* **Prompt**
Repeat precisely, and only, the lines between the line containing "point: mirror reflection" and the end of the listing below, both ends included.

# start of Given information

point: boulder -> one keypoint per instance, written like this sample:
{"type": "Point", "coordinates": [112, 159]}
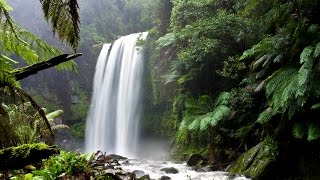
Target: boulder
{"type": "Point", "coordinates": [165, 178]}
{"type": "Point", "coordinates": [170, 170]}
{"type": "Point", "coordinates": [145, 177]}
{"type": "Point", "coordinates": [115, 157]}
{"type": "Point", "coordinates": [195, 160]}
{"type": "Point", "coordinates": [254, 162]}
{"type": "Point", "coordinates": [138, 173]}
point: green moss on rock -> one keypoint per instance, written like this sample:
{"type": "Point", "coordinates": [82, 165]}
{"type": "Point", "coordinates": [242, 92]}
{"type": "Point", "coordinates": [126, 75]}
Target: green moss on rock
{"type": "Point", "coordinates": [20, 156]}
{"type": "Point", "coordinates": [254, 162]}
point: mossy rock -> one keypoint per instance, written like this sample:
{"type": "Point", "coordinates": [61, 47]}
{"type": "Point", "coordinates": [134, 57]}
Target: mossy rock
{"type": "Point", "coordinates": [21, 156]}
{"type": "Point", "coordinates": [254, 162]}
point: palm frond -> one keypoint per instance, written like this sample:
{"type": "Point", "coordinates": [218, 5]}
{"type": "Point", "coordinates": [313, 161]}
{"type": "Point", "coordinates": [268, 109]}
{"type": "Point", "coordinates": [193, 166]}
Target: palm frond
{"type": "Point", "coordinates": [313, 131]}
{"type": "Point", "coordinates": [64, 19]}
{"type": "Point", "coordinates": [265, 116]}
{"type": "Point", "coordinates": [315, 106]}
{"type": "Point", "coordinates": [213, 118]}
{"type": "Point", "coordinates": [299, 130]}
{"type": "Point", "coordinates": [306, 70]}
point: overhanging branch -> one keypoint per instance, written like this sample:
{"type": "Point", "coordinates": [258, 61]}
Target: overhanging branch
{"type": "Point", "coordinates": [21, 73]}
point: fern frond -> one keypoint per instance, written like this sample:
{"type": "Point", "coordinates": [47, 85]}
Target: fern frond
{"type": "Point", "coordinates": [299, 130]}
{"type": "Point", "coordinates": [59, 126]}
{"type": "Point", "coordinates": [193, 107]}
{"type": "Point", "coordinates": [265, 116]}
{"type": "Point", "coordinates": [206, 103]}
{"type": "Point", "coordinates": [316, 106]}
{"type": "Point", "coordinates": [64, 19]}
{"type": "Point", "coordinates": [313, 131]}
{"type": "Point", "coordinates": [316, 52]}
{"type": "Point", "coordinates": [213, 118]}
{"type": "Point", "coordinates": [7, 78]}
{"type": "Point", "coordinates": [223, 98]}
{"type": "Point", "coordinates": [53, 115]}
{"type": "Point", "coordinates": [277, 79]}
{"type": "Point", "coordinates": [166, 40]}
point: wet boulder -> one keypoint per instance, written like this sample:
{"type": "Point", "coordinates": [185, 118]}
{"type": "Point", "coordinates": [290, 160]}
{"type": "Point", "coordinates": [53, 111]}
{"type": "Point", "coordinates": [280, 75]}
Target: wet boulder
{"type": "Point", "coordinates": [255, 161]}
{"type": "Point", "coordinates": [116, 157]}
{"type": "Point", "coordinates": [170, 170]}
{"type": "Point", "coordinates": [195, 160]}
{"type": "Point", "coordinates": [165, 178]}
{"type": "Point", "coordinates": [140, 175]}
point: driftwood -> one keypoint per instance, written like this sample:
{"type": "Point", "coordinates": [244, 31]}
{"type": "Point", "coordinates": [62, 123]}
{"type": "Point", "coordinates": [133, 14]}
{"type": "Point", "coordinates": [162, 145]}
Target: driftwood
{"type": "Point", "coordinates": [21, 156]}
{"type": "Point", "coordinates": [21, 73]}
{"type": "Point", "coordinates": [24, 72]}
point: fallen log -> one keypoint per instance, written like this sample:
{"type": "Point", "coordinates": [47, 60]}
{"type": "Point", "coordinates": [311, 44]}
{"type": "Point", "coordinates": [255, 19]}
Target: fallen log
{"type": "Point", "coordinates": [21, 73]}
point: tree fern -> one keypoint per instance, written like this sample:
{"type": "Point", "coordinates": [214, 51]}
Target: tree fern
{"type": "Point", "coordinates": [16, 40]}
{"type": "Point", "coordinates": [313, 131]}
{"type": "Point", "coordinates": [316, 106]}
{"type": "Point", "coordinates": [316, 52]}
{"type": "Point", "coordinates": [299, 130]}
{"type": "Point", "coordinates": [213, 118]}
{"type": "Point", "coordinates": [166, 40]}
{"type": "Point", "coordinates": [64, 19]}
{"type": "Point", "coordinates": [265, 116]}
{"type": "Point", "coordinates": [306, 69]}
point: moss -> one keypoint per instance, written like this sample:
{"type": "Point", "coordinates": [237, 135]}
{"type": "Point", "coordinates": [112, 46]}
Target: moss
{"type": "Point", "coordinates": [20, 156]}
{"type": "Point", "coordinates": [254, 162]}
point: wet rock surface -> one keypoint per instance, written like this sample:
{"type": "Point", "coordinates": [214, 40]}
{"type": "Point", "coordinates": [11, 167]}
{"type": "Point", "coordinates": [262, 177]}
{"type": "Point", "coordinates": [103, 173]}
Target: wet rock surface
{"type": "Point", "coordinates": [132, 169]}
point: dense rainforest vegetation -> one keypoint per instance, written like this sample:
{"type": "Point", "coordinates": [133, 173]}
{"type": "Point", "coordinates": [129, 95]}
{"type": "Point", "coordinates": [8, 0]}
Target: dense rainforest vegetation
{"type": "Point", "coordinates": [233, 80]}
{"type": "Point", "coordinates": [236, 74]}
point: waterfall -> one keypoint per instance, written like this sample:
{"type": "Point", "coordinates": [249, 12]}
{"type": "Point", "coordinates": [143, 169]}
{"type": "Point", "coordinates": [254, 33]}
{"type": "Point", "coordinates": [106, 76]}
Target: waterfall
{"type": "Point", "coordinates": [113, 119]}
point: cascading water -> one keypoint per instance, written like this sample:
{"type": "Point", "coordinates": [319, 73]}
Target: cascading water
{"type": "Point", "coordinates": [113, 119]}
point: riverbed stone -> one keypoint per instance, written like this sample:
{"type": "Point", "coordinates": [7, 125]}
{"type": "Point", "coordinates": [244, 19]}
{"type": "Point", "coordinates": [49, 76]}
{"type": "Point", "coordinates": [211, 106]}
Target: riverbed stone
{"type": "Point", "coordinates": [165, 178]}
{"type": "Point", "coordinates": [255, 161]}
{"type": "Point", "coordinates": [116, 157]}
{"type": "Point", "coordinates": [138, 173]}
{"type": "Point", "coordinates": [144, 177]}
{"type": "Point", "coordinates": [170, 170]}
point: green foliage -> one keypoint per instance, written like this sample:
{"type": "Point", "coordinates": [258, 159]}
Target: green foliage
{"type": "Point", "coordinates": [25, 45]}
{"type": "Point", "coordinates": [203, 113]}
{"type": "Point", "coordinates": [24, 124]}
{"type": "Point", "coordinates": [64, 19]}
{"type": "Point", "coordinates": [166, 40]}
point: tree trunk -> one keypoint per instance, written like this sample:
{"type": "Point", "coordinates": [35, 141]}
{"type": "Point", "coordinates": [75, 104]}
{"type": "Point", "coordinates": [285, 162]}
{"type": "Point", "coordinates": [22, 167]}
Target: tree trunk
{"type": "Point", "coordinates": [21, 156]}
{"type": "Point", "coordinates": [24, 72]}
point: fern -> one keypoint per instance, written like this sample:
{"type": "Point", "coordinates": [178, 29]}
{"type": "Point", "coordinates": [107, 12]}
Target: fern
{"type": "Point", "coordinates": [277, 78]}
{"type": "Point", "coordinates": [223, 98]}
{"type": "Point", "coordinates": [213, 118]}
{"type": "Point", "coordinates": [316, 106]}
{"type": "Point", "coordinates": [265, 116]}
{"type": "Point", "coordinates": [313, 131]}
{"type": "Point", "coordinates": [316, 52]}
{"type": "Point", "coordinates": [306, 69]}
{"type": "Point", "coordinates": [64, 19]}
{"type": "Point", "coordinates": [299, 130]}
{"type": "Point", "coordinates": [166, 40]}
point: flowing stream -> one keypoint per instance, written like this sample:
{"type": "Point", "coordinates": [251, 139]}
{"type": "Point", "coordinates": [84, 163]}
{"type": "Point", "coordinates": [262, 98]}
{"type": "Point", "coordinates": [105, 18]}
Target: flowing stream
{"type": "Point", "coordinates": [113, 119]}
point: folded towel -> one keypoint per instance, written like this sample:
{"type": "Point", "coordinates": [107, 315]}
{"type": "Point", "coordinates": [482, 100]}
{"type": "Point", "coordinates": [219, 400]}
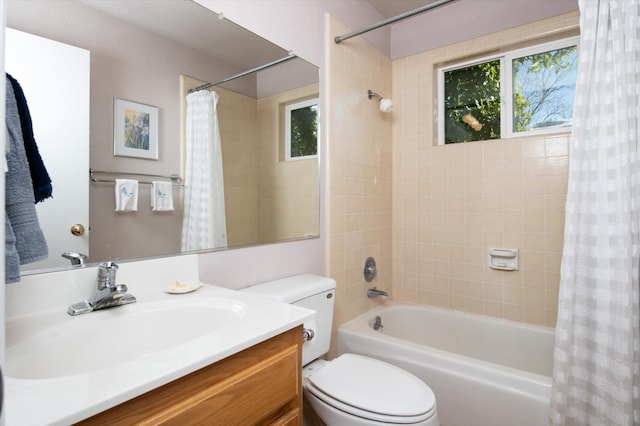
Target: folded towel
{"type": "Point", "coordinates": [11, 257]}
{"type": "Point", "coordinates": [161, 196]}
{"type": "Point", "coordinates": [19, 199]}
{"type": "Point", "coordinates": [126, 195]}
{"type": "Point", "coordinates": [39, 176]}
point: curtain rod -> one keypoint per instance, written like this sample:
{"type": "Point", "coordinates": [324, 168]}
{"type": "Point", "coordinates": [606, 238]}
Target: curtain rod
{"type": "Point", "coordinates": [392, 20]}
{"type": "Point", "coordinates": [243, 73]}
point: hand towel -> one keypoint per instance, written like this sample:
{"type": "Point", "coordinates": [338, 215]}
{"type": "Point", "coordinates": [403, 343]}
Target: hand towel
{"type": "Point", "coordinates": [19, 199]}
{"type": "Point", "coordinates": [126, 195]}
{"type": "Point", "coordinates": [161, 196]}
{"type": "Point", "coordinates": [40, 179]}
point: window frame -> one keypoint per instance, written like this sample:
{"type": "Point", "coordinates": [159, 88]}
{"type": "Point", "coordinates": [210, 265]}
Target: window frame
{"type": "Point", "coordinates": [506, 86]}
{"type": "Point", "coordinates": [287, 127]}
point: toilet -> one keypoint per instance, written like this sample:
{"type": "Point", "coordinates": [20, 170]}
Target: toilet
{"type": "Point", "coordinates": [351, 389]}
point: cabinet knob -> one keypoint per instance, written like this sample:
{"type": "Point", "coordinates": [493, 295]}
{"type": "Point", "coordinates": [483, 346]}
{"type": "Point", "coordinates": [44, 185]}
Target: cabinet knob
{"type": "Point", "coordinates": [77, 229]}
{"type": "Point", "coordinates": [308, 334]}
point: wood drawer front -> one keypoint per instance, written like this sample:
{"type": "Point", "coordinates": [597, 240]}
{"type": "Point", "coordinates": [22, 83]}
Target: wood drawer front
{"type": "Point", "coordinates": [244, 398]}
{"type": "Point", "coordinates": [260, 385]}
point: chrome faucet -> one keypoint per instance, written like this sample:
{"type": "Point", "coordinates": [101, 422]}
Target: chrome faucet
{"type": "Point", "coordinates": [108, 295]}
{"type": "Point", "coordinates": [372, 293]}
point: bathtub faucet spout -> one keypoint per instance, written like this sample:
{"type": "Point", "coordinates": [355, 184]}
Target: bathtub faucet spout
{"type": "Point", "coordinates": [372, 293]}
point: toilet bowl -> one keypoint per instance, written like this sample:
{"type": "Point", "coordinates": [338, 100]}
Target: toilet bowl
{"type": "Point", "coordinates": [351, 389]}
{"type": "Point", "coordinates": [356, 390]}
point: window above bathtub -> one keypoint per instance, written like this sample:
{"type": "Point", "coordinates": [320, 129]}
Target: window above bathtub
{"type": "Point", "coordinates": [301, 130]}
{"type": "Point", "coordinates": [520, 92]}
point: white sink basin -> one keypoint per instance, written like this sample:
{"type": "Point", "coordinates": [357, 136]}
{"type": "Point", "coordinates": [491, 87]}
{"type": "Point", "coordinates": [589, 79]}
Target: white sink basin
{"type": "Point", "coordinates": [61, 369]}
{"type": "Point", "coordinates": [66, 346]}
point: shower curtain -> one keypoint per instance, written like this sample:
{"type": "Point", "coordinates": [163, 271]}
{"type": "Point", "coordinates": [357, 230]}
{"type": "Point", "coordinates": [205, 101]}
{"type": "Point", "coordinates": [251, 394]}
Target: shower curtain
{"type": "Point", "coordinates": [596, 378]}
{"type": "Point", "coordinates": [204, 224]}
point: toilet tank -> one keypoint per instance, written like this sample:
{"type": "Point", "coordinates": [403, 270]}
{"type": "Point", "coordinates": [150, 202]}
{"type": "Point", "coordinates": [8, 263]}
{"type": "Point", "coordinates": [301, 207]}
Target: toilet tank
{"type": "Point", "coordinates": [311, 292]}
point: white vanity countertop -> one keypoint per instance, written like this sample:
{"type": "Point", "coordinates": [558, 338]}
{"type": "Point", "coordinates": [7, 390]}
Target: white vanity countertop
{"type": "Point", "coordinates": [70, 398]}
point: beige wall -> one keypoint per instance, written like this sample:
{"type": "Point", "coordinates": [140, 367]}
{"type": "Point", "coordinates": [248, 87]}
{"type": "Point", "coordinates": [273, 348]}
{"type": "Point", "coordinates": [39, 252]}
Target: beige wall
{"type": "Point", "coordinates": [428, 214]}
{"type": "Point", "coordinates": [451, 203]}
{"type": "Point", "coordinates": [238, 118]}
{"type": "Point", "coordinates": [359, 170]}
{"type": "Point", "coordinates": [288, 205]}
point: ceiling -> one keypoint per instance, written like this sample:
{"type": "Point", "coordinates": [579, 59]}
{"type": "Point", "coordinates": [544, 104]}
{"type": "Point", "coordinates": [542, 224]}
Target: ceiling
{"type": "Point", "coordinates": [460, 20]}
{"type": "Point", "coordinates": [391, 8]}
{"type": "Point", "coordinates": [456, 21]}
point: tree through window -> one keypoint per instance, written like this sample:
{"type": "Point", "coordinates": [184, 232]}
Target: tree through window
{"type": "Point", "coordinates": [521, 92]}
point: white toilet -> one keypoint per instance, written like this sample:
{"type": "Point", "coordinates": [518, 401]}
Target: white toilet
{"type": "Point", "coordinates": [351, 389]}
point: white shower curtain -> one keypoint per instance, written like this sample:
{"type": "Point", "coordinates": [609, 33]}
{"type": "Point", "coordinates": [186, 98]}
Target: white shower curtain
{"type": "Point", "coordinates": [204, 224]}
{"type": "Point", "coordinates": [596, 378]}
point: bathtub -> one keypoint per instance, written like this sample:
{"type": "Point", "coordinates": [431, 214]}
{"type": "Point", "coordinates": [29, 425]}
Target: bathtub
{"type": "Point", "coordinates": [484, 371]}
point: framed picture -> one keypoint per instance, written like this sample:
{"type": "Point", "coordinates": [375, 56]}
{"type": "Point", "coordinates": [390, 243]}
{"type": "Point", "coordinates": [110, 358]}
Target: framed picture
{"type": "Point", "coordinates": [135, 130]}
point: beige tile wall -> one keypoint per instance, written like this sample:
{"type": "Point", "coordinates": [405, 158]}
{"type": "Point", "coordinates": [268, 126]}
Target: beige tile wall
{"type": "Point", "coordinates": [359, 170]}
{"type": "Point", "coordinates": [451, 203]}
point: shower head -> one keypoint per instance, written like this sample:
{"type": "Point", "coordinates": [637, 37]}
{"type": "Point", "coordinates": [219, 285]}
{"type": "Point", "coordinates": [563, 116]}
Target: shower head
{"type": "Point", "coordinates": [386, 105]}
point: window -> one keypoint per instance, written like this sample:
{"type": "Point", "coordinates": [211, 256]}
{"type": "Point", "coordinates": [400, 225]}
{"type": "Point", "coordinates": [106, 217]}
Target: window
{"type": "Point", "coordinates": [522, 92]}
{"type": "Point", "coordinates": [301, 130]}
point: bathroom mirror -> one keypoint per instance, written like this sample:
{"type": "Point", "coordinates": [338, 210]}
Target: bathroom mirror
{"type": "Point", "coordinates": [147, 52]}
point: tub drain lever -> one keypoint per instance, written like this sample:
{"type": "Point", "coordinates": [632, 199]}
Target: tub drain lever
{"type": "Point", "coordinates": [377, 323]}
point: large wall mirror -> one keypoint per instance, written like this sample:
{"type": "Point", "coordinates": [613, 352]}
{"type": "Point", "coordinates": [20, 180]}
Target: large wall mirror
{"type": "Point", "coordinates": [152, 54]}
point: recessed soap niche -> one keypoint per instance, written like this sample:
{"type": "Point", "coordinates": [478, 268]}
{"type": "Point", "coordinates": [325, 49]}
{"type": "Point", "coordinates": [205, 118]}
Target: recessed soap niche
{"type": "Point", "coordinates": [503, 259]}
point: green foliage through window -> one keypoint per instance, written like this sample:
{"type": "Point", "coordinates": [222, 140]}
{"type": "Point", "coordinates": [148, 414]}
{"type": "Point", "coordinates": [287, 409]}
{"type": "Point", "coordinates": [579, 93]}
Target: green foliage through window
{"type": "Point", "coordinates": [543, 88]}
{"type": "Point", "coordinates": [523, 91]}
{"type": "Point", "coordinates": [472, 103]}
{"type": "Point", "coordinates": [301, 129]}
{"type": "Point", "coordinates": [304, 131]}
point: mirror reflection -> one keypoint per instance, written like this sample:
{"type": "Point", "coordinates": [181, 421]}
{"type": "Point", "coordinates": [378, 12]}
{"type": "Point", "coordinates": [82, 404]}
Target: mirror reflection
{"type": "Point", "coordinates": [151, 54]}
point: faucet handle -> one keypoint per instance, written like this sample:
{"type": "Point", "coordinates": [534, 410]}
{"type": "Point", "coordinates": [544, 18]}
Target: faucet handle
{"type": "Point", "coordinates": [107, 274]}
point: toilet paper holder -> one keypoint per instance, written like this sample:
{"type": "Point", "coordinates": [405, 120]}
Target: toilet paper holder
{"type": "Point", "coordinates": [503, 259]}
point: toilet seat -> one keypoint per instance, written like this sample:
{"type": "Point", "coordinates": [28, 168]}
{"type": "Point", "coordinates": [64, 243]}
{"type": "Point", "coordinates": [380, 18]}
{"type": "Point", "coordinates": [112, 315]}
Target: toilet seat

# end of Given information

* **The completed task**
point: mirror reflection -> one keypoint per instance, written like this sample:
{"type": "Point", "coordinates": [181, 421]}
{"type": "Point", "coordinates": [378, 12]}
{"type": "Point", "coordinates": [82, 404]}
Target: mirror reflection
{"type": "Point", "coordinates": [151, 54]}
point: faucet handle -> one keypoint per instance, written like this sample:
{"type": "Point", "coordinates": [534, 410]}
{"type": "Point", "coordinates": [544, 18]}
Target: faucet handle
{"type": "Point", "coordinates": [107, 274]}
point: toilet paper holder -> one keypoint per instance, written like this sample:
{"type": "Point", "coordinates": [405, 120]}
Target: toilet paper holder
{"type": "Point", "coordinates": [503, 259]}
point: toilet seat -> one keypoint per instance, written like this sample:
{"type": "Point", "coordinates": [28, 168]}
{"type": "Point", "coordinates": [64, 243]}
{"type": "Point", "coordinates": [380, 18]}
{"type": "Point", "coordinates": [112, 315]}
Target: toilet seat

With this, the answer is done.